TASK DETAILS
Each entry in the listing below should be restated word for word.

Some records
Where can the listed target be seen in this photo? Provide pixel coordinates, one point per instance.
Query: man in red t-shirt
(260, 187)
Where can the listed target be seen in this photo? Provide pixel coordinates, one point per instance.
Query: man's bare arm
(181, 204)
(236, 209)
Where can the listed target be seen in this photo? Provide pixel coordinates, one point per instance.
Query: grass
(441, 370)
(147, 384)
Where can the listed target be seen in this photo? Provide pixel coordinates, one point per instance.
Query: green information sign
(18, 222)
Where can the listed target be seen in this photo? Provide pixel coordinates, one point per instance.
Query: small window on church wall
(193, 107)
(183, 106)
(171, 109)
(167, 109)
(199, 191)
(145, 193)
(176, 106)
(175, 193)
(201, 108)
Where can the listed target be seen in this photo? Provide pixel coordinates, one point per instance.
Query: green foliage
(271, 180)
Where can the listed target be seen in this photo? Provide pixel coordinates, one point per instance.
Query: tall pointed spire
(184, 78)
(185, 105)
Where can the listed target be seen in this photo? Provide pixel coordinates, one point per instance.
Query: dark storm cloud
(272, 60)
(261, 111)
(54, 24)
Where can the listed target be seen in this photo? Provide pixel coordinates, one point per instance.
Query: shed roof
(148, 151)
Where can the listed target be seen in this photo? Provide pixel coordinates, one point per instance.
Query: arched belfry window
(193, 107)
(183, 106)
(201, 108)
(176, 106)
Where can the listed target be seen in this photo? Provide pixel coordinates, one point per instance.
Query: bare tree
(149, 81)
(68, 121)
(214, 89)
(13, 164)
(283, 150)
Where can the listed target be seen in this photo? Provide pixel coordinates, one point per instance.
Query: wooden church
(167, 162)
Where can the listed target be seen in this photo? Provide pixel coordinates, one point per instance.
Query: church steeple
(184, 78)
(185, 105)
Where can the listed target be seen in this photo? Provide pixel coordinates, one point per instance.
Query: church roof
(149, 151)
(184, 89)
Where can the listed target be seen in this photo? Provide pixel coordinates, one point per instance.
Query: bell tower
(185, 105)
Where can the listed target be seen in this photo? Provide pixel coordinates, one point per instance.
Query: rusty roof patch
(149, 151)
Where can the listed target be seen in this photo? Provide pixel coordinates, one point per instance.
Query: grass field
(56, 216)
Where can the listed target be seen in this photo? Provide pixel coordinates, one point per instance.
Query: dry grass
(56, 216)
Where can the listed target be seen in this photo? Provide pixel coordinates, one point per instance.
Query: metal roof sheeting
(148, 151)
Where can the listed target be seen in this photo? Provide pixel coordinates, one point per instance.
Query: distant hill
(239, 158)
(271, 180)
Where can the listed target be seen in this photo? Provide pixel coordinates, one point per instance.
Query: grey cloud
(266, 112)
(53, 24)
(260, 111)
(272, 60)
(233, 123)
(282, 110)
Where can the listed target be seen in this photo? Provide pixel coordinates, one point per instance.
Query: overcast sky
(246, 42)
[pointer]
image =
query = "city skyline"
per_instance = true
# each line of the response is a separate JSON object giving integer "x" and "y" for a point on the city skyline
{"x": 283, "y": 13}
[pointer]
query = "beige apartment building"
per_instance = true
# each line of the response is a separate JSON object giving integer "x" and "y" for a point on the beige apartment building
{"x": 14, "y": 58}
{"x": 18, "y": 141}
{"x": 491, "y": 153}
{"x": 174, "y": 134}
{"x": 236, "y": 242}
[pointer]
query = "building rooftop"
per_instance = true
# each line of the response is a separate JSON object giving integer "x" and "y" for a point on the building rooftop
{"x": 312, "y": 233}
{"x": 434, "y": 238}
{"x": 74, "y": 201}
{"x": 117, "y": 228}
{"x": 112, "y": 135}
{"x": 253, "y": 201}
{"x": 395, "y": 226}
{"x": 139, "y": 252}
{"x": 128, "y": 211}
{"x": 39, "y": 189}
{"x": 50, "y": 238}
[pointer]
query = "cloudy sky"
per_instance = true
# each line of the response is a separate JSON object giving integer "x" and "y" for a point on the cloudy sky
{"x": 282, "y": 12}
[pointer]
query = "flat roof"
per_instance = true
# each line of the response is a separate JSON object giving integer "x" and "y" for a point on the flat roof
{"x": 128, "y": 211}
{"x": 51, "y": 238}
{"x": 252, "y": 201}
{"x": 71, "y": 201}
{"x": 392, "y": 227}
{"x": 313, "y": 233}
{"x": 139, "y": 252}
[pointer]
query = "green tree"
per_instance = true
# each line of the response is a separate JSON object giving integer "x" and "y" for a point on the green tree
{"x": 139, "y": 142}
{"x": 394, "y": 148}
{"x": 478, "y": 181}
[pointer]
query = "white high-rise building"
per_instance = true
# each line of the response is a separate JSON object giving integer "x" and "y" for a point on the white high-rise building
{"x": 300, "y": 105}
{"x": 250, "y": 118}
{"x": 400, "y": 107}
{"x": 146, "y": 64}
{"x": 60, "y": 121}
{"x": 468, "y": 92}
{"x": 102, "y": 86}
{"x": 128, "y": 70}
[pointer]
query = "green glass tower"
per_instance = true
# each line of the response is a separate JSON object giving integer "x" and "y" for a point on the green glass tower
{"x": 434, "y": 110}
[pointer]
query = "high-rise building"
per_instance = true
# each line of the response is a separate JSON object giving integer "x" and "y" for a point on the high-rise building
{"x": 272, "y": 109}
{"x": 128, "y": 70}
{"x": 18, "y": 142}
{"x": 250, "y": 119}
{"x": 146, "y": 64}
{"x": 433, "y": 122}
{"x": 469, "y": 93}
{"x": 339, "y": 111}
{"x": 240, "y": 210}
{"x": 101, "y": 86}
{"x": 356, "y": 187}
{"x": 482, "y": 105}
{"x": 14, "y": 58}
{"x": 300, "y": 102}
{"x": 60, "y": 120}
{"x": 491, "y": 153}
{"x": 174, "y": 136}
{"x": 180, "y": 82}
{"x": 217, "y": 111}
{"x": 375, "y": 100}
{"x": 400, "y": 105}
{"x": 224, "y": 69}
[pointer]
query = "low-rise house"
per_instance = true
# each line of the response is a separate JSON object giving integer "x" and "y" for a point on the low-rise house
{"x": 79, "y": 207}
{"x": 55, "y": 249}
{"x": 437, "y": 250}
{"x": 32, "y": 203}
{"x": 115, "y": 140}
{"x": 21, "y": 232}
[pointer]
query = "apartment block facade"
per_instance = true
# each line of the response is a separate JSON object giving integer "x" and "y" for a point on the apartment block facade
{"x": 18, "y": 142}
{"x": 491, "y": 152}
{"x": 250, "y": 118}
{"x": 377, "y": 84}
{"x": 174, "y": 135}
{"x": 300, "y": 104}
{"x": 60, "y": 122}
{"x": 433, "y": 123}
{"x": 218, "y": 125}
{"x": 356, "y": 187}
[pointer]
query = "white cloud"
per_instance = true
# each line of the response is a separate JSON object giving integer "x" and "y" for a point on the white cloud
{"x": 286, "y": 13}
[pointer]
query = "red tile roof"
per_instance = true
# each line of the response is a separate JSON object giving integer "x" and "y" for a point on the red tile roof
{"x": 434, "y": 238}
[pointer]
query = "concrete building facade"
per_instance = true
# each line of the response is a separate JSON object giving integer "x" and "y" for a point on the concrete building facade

FINAL RESULT
Where can the listed target be seen in this photo? Provide pixel coordinates, one point per instance.
Query: man in red t-shirt
(260, 187)
Where can the listed target be seen in this photo? Provide pixel coordinates, one point per instance.
Query: man's bare arm
(181, 204)
(236, 209)
Where can the listed target be seen in this photo? Provide pixel coordinates, one point per instance.
Query: grass
(441, 370)
(147, 384)
Where can the listed target be seen in this photo? Provide pixel coordinates, one point per instance.
Query: green information sign
(18, 222)
Where can the listed target be seen in this photo? Provide pixel coordinates, one point per instance.
Query: small window on church wall
(193, 107)
(183, 106)
(171, 109)
(167, 109)
(199, 191)
(145, 193)
(176, 106)
(175, 193)
(201, 108)
Where can the listed target be seen in this photo? Provide pixel coordinates, one point per instance.
Query: green foliage
(271, 180)
Where can the listed target be seen in this photo? Provide pixel coordinates, one point per instance.
Query: tall pointed spire
(184, 78)
(185, 105)
Where can the listed target be seen in this photo? Provide pixel coordinates, one point per instance.
Query: dark storm cloud
(272, 60)
(261, 111)
(54, 24)
Where can the listed target be seen in this photo? Provide pixel coordinates, one point per instance.
Query: shed roof
(148, 151)
Where can the listed target be seen in this photo? Provide pixel coordinates, one point per instance.
Query: arched belfry window
(193, 107)
(183, 106)
(201, 108)
(176, 106)
Where can the listed target be seen in this photo? Provide pixel coordinates, one point per instance.
Query: bare tree
(149, 81)
(68, 121)
(214, 89)
(13, 164)
(283, 150)
Where can the listed target be seen in this photo? Provide pixel coordinates, one point per instance.
Query: wooden church
(167, 162)
Where can the listed target be seen in this photo? Provide pixel coordinates, one point per instance.
Query: church steeple
(184, 78)
(185, 105)
Where can the listed target be seen in this photo? Provide pixel coordinates, one point per instance.
Query: church roof
(149, 151)
(184, 89)
Where can the listed target be seen in this photo? Provide pixel coordinates, one point per instance.
Query: bell tower
(185, 105)
Where can the listed target be seen in this photo? Provide pixel coordinates, one point per instance.
Query: rusty roof patch
(149, 151)
Where can the listed target be seen in this photo? Provide pixel coordinates, one point per instance.
Query: grass field
(56, 216)
Where can the listed target be seen in this photo? Provide pixel coordinates, one point per instance.
Query: dry grass
(56, 216)
Where can the listed target be seen in this photo? Provide pixel coordinates, one point per instance.
Query: metal roof sheeting
(148, 151)
Where can the listed target be seen in this photo? Provide pixel coordinates, one point per instance.
Query: distant hill
(239, 158)
(271, 180)
Where can the listed target be seen in this photo? Provide pixel coordinates, one point per instance.
Query: grey cloud
(266, 112)
(53, 24)
(260, 111)
(272, 60)
(233, 123)
(282, 110)
Where can the listed target be seen in this photo? Provide pixel coordinates, one point per instance.
Query: overcast sky
(246, 42)
[pointer]
image =
query = "city skyline"
per_instance = true
# each line of the response is a separate JSON object giving integer "x" and "y" for a point on the city skyline
{"x": 283, "y": 13}
[pointer]
query = "beige apartment building"
per_instance = true
# each line of the response is a separate JSON object giving integer "x" and "y" for a point on the beige apartment building
{"x": 14, "y": 58}
{"x": 18, "y": 141}
{"x": 491, "y": 153}
{"x": 174, "y": 134}
{"x": 236, "y": 242}
[pointer]
query = "building rooftop"
per_instance = true
# each line of the response is a separate JSON object giving integer "x" and "y" for a point on the building rooftop
{"x": 312, "y": 233}
{"x": 434, "y": 238}
{"x": 74, "y": 201}
{"x": 117, "y": 228}
{"x": 112, "y": 135}
{"x": 253, "y": 201}
{"x": 395, "y": 226}
{"x": 139, "y": 252}
{"x": 128, "y": 211}
{"x": 39, "y": 189}
{"x": 50, "y": 238}
[pointer]
query = "cloudy sky"
per_instance = true
# each line of the response is a separate JSON object giving integer "x" and "y" for a point on the cloudy sky
{"x": 282, "y": 12}
[pointer]
query = "flat roof"
per_instance = true
# each line of the response is a separate JSON object giving integer "x" and "y" for a point on the flat roof
{"x": 128, "y": 211}
{"x": 51, "y": 238}
{"x": 252, "y": 201}
{"x": 71, "y": 201}
{"x": 392, "y": 227}
{"x": 313, "y": 233}
{"x": 139, "y": 252}
[pointer]
query = "green tree"
per_instance = true
# each line of the response is a separate JSON object giving integer "x" and "y" for a point on the green tree
{"x": 139, "y": 142}
{"x": 394, "y": 148}
{"x": 478, "y": 181}
[pointer]
query = "white high-rise building"
per_instance = true
# each line of the response is a separate JSON object giving integer "x" and "y" for a point on the white high-rise building
{"x": 300, "y": 105}
{"x": 250, "y": 118}
{"x": 400, "y": 107}
{"x": 146, "y": 64}
{"x": 60, "y": 121}
{"x": 468, "y": 92}
{"x": 102, "y": 86}
{"x": 128, "y": 70}
[pointer]
query = "green glass tower"
per_instance = true
# each line of the response is a separate JSON object giving integer "x" and "y" for a point on the green glass tower
{"x": 434, "y": 110}
[pointer]
query = "high-rise building"
per_instance = true
# each line of the response is a separate JSON object giving integer "x" and "y" for a point on the high-rise building
{"x": 272, "y": 109}
{"x": 128, "y": 70}
{"x": 18, "y": 142}
{"x": 250, "y": 119}
{"x": 146, "y": 64}
{"x": 433, "y": 122}
{"x": 469, "y": 93}
{"x": 339, "y": 111}
{"x": 240, "y": 210}
{"x": 101, "y": 86}
{"x": 356, "y": 187}
{"x": 482, "y": 105}
{"x": 14, "y": 58}
{"x": 300, "y": 102}
{"x": 60, "y": 120}
{"x": 491, "y": 153}
{"x": 174, "y": 136}
{"x": 180, "y": 82}
{"x": 217, "y": 111}
{"x": 375, "y": 100}
{"x": 400, "y": 105}
{"x": 224, "y": 69}
[pointer]
query = "low-rise house"
per_instance = true
# each line of the response is a separate JSON object giving integer "x" and "y" for a point on the low-rise house
{"x": 79, "y": 207}
{"x": 55, "y": 249}
{"x": 437, "y": 250}
{"x": 32, "y": 203}
{"x": 115, "y": 140}
{"x": 21, "y": 232}
[pointer]
query = "apartment block facade"
per_instance = true
# each line of the response is a separate JSON object giving integer "x" and "y" for a point on the apartment block facade
{"x": 18, "y": 142}
{"x": 491, "y": 152}
{"x": 250, "y": 118}
{"x": 377, "y": 84}
{"x": 174, "y": 135}
{"x": 300, "y": 104}
{"x": 60, "y": 122}
{"x": 433, "y": 123}
{"x": 218, "y": 125}
{"x": 356, "y": 187}
[pointer]
query = "white cloud"
per_instance = true
# each line of the response is a separate JSON object giving integer "x" and "y" for a point on the white cloud
{"x": 286, "y": 13}
[pointer]
query = "red tile roof"
per_instance = true
# each line of the response is a separate JSON object giving integer "x" and "y" for a point on the red tile roof
{"x": 434, "y": 238}
[pointer]
query = "concrete building facade"
per_instance = true
# each line of the response is a separate JSON object giving integer "x" and "y" for a point on the concrete building facade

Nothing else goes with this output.